Ketik ulang bagian teks yang diberikan di bawah ini, dimulai dari "semenjak sebagian otakku" dan berakhir pada "(Si Penjual Jengkol)".

• Teks yang Diberikan
------------------------------------------------

Sastra dan Kita

Rabu, 18 Mei 2011

Hidupku sebagai Manusia

Hidupku sebagai Manusia I
: mewakili sebagian orang

Harus berapa kali aku berkata kepada tuhan
Bahwa aku sudah bosan dengan alur kehidupan ini
Tak ada yang beda
Hidup kadangkala absurd, tak masuk akal
Kapan hidup ini seperti orang gila,
Tapi gila yang tak gila!
Kampret!

Mei, 2011


Hidupku sebagai Manusia II

semenjak sebagian otakku hilang di masjid
hidup kadangkala seperti seorang gadis kecil
yang kehilangan orang tuanya di stasiun kereta api
“mana bapakku…?!”
“mana ibuku…?!”
Lantas ia tersesat

Mei, 2011

Sabtu, 07 Mei 2011

UDIN (Si Penjual Jengkol)

------------------------------------------------

• Informasi Hasil Ekstraksi

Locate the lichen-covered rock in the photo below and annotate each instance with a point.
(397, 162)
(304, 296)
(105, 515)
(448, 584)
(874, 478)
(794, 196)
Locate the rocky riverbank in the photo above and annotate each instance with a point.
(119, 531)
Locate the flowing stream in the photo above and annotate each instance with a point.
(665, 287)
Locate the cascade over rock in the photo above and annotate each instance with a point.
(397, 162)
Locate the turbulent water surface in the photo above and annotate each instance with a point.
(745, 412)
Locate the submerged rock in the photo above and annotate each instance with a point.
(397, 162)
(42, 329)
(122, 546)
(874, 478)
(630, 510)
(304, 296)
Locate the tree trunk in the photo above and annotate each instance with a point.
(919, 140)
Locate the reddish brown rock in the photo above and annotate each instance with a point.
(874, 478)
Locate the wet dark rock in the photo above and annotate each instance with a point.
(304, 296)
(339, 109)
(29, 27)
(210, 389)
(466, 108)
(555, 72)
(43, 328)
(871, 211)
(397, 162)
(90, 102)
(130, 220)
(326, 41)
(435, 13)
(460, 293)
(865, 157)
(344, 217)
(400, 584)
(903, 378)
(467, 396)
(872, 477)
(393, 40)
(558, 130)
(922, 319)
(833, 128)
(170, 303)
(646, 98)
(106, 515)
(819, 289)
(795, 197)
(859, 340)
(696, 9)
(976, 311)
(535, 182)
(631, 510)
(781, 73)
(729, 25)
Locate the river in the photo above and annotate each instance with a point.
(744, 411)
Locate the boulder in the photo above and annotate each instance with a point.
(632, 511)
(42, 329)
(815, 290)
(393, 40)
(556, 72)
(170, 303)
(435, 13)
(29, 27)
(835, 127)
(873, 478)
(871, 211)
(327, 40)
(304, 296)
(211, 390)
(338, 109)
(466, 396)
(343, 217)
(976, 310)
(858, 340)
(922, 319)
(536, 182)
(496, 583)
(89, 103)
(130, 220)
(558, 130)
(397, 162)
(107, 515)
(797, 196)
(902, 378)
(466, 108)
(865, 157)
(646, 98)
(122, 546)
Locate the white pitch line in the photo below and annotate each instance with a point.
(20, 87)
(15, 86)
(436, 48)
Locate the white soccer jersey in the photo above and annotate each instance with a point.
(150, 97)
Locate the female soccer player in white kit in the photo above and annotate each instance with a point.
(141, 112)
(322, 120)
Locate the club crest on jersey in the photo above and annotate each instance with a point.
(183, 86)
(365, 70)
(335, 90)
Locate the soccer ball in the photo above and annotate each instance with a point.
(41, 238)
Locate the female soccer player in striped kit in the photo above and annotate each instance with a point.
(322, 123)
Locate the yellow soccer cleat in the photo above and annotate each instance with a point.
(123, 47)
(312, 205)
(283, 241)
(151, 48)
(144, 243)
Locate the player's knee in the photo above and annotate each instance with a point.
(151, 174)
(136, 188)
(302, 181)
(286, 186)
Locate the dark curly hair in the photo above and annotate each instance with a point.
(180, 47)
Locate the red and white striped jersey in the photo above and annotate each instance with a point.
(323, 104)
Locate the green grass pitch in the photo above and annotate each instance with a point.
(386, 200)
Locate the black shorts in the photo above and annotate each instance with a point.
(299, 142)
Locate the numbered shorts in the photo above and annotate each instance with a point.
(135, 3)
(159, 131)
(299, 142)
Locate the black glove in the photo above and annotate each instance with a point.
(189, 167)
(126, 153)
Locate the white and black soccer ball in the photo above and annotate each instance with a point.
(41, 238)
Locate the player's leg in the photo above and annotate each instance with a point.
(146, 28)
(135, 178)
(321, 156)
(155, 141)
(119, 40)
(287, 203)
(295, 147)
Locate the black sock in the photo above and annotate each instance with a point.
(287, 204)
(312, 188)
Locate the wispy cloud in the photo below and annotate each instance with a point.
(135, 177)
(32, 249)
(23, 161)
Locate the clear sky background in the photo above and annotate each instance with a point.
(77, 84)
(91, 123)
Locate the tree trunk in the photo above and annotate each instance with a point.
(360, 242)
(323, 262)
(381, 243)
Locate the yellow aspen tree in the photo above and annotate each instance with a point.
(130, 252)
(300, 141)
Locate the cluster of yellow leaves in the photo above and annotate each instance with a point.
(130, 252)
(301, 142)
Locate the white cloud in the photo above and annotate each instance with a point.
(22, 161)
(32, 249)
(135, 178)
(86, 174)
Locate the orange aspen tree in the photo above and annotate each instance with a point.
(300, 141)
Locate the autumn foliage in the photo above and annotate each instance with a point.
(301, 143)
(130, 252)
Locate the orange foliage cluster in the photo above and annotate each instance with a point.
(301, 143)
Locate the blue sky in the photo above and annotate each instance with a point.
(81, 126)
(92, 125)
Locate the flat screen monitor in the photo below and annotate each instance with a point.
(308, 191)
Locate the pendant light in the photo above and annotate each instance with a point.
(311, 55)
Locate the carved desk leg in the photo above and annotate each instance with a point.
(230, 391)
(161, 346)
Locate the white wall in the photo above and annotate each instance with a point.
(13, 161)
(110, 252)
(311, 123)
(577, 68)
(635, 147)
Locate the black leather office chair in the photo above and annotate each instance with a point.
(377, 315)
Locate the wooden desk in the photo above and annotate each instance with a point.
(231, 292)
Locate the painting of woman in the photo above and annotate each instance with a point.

------------------------------------------------

• Jawaban Lengkap
semenjak sebagian otakku hilang di masjid
hidup kadangkala seperti seorang gadis kecil
yang kehilangan orang tuanya di stasiun kereta api
“mana bapakku…?!”
“mana ibuku…?!”
Lantas ia tersesat

Mei, 2011

Sabtu, 07 Mei 2011

UDIN (Si Penjual Jengkol)